The good news is that the potential purchaser has been extraordinarily patient. “This house exceeded my expectations,” said Tom Depew, 31, who is single and lives in McLean. “Nothing is pushing me against the wall, so I can wait it out.”
The holdout: the Damianis’ two lenders, which the couple says have been putting them through a grinder as they seek a short sale that would allow Depew to buy the property for $100,000 less than what they owe on it. The Damianis are hoping the lenders will view the deal as beneficial to their institutions by helping the couple avoid joining the many underwater owners who have walked away from their properties.
“Get ready to bare your soul,” Joseph Damiani said as a warning to other underwater sellers considering short sales.
In the Washington area, with Zillow reporting that nearly one-third of properties are underwater, short-sale activity is picking up. Short sales in pending status rose 23.9 percent from June 2011 to June 2012, according to RealEstate Business Intelligence. Completed short sales rose by 16.8 percent during that same time, according to RBI.

● Actions to take:
1. In the short-sale article, how much less than what the Damianis owe would Tom Depew pay for the property under the short sale?
2. Please write out the stretch of the short-sale article from "The holdout: the" through "according to RBI.".
The items that come next are not needed for anything here.

● Data provided:

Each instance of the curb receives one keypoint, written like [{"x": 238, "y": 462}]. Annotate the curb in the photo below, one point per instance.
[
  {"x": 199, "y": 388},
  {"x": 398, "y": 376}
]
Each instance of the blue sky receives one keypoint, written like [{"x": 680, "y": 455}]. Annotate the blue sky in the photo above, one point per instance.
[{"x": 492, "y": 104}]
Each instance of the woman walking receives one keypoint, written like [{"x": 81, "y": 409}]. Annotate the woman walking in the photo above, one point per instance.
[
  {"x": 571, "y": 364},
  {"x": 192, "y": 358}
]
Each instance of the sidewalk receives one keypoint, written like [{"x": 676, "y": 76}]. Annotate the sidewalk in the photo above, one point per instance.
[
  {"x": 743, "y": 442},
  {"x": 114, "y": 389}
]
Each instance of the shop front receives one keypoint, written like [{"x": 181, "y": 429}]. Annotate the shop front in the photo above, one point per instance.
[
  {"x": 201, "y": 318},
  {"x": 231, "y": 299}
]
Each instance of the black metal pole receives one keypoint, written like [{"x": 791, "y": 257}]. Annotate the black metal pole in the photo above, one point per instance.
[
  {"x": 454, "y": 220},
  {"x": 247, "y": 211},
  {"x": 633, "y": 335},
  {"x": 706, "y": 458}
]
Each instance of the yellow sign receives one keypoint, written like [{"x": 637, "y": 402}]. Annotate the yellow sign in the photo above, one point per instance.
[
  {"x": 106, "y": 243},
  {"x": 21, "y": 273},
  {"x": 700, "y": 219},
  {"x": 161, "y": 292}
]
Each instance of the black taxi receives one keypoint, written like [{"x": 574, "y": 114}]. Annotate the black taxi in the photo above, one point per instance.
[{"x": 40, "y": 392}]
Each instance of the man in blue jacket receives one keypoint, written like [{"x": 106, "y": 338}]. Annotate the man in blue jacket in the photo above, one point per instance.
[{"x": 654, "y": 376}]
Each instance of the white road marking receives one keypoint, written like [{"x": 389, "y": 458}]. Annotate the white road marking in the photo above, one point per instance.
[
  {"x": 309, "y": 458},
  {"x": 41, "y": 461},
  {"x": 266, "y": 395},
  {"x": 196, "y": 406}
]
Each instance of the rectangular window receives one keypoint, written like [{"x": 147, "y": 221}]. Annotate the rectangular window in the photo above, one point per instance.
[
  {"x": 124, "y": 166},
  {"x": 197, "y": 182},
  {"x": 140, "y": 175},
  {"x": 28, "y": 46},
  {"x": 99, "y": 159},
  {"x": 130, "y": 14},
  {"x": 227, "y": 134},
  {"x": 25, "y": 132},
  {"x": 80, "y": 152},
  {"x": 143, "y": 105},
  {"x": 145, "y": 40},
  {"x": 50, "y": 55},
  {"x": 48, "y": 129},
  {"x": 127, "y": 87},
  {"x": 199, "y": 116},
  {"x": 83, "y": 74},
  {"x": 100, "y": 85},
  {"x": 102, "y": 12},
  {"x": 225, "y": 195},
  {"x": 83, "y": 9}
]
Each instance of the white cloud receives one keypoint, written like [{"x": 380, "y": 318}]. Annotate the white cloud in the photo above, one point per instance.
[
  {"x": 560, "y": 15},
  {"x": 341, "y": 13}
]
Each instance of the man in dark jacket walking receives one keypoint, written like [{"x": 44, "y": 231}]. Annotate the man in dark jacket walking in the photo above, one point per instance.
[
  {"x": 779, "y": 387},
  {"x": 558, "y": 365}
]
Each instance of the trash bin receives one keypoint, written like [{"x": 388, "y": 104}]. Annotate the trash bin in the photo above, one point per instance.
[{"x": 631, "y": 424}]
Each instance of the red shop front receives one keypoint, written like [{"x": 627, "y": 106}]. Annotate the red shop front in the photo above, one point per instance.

...

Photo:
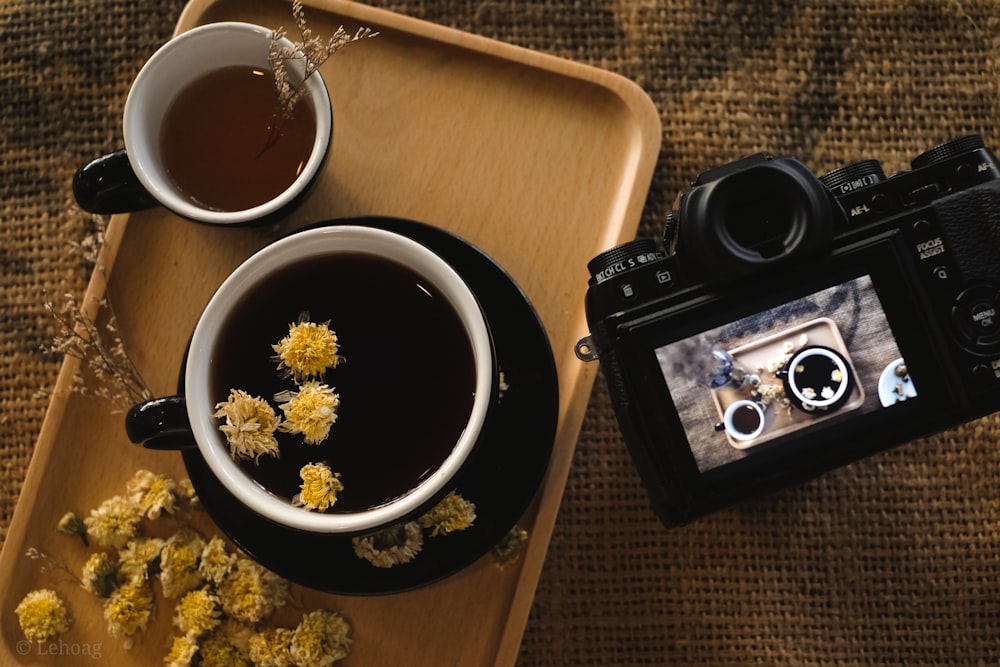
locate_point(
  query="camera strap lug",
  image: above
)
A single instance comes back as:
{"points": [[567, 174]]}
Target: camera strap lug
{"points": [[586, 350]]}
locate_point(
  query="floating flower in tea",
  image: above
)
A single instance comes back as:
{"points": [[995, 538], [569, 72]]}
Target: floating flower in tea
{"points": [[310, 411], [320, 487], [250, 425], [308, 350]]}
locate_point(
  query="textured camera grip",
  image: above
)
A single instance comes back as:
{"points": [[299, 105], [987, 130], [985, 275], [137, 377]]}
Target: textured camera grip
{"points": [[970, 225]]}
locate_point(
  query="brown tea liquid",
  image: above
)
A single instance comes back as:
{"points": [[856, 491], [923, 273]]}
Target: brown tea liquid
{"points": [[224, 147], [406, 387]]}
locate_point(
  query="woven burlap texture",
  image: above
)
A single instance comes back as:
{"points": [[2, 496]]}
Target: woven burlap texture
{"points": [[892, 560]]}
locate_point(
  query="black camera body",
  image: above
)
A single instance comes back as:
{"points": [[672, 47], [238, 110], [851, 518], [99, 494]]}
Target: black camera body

● Task responses:
1. $100,000 less than what they owe on it.

2.
The holdout: the Damianis’ two lenders, which the couple says have been putting them through a grinder as they seek a short sale that would allow Depew to buy the property for $100,000 less than what they owe on it. The Damianis are hoping the lenders will view the deal as beneficial to their institutions by helping the couple avoid joining the many underwater owners who have walked away from their properties.
“Get ready to bare your soul,” Joseph Damiani said as a warning to other underwater sellers considering short sales.
In the Washington area, with Zillow reporting that nearly one-third of properties are underwater, short-sale activity is picking up. Short sales in pending status rose 23.9 percent from June 2011 to June 2012, according to RealEstate Business Intelligence. Completed short sales rose by 16.8 percent during that same time, according to RBI.